■ Written request:
State how many lines in the records below contain the string "news", treating uppercase and lowercase letters as distinct. Reply with the number only.

■ Dataset records:
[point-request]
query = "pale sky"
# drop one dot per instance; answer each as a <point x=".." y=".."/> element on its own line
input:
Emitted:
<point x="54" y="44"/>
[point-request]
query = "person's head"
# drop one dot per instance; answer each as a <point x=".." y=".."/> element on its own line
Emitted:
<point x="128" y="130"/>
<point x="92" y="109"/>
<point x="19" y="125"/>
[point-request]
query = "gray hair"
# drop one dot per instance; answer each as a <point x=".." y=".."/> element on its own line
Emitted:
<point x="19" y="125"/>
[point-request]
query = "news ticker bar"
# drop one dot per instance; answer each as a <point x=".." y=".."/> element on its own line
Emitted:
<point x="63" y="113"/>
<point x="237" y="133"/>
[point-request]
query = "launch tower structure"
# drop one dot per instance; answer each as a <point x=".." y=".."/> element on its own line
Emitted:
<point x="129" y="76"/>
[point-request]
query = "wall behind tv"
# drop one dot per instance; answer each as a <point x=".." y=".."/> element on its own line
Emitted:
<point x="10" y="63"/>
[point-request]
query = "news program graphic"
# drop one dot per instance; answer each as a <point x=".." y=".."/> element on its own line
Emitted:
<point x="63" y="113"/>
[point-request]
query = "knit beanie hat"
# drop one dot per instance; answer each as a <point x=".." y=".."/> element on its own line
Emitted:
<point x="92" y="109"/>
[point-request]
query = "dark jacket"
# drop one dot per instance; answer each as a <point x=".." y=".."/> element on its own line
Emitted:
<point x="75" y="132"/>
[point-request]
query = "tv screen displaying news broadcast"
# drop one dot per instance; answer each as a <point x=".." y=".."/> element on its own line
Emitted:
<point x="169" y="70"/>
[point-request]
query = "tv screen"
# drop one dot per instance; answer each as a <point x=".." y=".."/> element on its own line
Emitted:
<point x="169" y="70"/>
--
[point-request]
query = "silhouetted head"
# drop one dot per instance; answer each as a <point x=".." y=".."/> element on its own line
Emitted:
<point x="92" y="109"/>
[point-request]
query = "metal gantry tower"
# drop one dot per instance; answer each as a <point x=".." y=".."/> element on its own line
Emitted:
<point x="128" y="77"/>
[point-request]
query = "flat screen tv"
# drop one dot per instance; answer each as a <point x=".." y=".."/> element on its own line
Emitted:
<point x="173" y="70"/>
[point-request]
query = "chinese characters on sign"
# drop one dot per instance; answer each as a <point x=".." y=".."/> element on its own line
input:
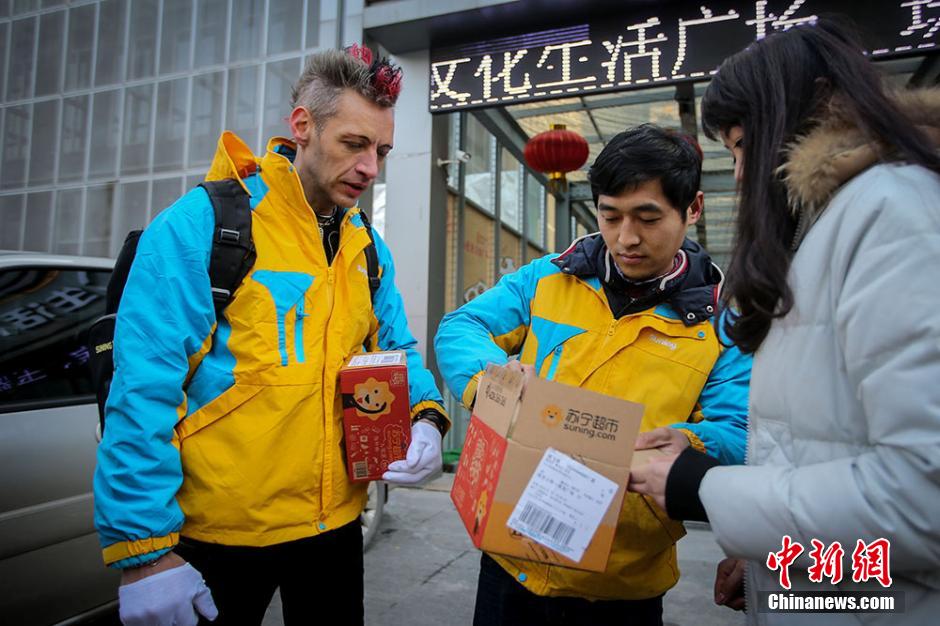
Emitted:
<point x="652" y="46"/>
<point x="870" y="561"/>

■ Reply to the task:
3